-------- Given records
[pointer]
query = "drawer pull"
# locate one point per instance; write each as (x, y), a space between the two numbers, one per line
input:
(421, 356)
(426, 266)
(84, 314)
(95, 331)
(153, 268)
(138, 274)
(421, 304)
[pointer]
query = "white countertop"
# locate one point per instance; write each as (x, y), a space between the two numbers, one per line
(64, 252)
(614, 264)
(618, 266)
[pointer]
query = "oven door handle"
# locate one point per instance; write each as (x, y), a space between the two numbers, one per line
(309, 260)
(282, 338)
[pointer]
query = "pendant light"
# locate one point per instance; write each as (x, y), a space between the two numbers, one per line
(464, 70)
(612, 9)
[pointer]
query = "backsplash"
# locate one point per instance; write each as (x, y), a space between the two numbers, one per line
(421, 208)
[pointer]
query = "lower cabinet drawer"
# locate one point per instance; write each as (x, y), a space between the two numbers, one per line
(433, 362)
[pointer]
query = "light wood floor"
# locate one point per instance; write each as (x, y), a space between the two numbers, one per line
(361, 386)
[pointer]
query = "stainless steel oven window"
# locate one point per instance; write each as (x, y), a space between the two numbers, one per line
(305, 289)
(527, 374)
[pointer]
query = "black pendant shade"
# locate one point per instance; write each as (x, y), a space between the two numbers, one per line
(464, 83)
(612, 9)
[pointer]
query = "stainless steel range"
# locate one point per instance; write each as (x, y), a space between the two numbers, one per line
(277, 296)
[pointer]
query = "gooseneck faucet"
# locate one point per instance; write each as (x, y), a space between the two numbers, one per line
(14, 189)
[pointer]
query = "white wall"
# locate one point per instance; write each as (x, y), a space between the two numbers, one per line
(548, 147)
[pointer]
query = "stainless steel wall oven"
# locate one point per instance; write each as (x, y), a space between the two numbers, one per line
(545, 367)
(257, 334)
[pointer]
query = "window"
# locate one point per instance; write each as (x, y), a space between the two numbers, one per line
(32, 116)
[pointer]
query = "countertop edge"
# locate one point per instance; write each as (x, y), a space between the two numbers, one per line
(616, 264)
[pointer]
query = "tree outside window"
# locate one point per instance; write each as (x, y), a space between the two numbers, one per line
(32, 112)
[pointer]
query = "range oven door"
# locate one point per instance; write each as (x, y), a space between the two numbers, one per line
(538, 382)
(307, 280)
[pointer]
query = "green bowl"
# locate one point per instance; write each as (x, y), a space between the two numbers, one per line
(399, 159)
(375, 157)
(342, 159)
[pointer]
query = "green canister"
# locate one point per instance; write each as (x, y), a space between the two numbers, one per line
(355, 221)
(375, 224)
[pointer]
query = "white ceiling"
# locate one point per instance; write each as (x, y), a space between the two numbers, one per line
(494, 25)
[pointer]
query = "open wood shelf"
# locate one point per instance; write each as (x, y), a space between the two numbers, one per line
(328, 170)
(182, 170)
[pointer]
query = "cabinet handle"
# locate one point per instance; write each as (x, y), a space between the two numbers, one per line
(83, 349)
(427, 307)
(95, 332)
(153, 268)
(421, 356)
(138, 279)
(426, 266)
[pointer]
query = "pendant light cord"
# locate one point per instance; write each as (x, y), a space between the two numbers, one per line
----------------
• Directions
Go line by line through the records and copy those that contain the word "white".

• Response to the exercise
query = "white countertop"
query = "white wall"
query = "white ceiling"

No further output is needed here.